**What you will do**
All that is needed is the number of lines in the records that contain the word "front", stated without anything else.

Source data
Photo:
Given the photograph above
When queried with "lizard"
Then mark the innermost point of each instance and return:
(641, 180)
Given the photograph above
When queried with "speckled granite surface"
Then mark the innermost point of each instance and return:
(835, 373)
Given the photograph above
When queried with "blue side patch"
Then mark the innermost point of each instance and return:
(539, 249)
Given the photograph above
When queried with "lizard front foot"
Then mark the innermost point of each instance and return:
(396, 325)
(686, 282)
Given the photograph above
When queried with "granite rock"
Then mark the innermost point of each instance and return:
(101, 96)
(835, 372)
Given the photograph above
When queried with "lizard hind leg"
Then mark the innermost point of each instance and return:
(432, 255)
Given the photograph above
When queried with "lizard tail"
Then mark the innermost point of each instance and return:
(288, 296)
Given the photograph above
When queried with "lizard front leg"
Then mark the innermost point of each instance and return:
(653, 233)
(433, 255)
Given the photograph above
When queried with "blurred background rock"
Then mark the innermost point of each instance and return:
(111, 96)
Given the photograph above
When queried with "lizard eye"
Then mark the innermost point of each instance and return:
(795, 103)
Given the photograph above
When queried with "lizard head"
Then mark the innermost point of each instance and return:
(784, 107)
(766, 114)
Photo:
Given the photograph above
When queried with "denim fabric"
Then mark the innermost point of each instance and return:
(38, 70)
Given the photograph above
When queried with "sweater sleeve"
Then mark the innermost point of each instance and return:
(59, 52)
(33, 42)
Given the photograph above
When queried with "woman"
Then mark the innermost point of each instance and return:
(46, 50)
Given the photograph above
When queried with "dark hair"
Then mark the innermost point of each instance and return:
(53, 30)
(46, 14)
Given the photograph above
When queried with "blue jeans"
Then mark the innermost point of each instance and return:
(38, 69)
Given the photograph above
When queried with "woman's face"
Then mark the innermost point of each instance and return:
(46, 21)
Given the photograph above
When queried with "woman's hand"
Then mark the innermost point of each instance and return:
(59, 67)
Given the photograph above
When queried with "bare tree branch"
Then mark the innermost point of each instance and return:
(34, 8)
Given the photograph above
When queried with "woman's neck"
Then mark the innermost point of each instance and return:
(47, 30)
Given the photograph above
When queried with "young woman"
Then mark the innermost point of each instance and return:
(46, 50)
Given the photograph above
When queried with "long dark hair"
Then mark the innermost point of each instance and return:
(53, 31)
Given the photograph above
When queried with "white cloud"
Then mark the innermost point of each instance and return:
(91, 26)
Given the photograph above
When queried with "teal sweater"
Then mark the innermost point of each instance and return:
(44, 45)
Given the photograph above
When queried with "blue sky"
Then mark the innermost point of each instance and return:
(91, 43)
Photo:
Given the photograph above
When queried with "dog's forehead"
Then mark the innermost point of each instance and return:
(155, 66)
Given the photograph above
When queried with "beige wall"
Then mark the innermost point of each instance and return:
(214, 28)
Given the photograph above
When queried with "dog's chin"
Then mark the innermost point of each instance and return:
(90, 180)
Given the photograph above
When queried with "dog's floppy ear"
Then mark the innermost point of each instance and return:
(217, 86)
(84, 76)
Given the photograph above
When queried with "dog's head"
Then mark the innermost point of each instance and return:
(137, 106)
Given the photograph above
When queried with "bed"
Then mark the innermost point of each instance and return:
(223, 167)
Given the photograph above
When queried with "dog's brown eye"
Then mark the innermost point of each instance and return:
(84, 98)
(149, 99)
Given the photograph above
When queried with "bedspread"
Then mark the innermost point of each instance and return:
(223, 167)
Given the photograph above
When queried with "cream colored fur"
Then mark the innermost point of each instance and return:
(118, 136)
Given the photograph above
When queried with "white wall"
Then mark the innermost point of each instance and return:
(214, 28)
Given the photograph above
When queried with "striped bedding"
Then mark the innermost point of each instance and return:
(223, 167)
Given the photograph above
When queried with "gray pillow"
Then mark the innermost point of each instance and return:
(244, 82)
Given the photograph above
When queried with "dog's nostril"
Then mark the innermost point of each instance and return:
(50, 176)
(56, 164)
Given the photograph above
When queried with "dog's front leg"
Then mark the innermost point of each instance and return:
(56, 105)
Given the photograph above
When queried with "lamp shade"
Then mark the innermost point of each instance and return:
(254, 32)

* * *

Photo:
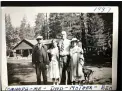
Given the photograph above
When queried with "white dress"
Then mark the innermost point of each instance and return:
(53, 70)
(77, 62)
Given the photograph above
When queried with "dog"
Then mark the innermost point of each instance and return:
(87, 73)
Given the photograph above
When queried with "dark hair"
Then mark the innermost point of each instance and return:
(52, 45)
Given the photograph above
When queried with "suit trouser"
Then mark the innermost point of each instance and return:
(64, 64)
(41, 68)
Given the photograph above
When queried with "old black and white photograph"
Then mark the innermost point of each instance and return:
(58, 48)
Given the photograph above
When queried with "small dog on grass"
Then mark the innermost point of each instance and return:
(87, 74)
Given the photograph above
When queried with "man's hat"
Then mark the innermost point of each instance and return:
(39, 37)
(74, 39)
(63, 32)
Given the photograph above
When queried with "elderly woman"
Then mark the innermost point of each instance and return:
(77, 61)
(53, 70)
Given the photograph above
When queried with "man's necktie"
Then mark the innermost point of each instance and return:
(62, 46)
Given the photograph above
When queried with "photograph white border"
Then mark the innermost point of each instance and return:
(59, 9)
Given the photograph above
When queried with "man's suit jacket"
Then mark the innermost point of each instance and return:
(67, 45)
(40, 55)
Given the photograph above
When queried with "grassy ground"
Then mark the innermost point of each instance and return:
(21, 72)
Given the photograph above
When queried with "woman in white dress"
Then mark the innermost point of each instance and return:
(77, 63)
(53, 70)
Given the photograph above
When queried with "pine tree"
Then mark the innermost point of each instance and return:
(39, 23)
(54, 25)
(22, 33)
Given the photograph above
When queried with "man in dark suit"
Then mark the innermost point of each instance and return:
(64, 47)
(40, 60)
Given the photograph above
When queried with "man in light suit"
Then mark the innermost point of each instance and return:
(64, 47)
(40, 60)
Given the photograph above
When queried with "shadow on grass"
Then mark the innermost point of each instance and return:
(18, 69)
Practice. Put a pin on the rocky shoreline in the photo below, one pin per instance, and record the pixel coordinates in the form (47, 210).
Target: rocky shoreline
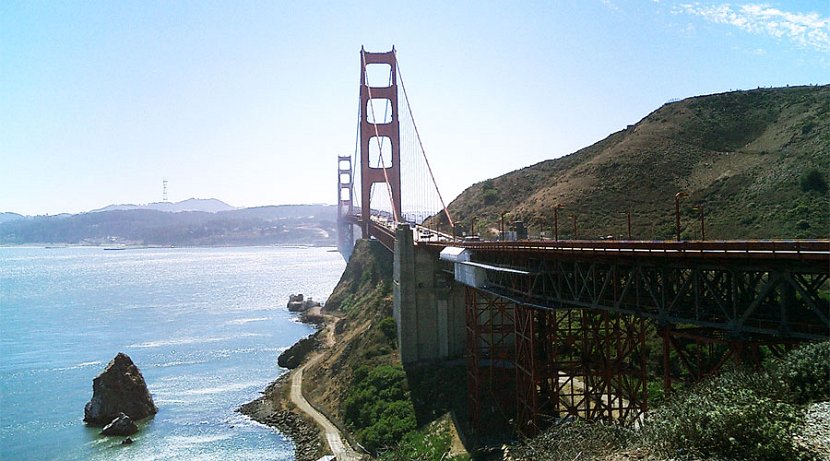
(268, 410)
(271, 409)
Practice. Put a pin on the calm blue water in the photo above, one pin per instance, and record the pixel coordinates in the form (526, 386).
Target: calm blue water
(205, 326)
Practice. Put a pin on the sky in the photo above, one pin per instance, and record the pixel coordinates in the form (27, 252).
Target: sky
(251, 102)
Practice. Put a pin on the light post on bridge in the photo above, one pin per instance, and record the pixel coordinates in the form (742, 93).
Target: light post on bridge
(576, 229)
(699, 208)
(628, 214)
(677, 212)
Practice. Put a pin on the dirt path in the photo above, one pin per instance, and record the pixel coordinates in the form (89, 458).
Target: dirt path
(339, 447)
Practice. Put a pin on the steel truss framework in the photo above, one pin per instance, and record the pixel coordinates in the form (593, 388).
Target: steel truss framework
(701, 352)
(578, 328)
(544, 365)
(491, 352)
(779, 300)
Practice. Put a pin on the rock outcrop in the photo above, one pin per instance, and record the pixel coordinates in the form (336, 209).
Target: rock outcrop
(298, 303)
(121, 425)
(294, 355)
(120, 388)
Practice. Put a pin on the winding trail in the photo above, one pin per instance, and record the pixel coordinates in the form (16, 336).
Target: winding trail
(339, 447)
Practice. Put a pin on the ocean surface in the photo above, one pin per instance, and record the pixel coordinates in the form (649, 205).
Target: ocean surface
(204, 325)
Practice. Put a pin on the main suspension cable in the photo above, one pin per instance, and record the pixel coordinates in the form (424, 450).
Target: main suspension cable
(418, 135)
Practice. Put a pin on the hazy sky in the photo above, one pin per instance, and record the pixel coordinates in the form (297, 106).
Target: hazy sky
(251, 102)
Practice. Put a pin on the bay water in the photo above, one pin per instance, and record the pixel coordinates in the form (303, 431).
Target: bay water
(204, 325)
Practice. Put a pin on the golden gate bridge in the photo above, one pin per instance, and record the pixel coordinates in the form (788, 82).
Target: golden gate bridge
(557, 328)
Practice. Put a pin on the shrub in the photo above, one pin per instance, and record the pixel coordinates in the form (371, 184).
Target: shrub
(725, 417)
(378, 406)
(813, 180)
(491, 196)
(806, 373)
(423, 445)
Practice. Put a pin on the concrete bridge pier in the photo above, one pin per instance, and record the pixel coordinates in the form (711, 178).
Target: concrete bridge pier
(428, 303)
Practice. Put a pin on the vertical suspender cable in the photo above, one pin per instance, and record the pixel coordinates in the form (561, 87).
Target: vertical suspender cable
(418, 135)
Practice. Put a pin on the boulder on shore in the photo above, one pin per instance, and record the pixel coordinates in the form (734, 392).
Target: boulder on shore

**Task answer**
3